Write out the following material line for line, reproducing every character without alteration.
- - - - - - -
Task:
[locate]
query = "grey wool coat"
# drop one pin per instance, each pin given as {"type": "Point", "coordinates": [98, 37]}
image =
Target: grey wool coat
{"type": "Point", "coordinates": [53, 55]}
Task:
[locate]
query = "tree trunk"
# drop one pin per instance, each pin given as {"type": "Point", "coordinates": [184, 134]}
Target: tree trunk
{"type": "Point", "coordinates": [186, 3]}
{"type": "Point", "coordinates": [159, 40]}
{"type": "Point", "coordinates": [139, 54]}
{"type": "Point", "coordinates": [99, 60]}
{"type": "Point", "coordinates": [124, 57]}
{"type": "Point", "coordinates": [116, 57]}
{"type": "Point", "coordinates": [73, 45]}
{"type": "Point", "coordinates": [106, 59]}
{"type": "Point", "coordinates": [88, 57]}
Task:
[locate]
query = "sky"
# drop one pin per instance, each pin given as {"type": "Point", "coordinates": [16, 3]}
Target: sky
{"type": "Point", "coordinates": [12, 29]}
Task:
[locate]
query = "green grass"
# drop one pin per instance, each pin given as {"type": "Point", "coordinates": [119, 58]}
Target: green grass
- - - - - - -
§ ANSWER TO THE EXERCISE:
Task:
[locate]
query = "grey wool coat"
# drop one pin per instance, each pin given as {"type": "Point", "coordinates": [98, 37]}
image =
Target: grey wool coat
{"type": "Point", "coordinates": [53, 55]}
Task:
[locate]
query = "tree trunk"
# drop one pin per instance, each pin given as {"type": "Point", "coordinates": [184, 134]}
Target: tree trunk
{"type": "Point", "coordinates": [186, 3]}
{"type": "Point", "coordinates": [159, 40]}
{"type": "Point", "coordinates": [139, 54]}
{"type": "Point", "coordinates": [99, 60]}
{"type": "Point", "coordinates": [124, 57]}
{"type": "Point", "coordinates": [116, 57]}
{"type": "Point", "coordinates": [73, 45]}
{"type": "Point", "coordinates": [106, 59]}
{"type": "Point", "coordinates": [88, 57]}
Task:
[locate]
query = "sky"
# drop one pin per instance, each pin given as {"type": "Point", "coordinates": [16, 3]}
Target: sky
{"type": "Point", "coordinates": [12, 29]}
Task:
[locate]
query = "green grass"
# drop one pin per instance, each pin given as {"type": "Point", "coordinates": [119, 58]}
Target: green grass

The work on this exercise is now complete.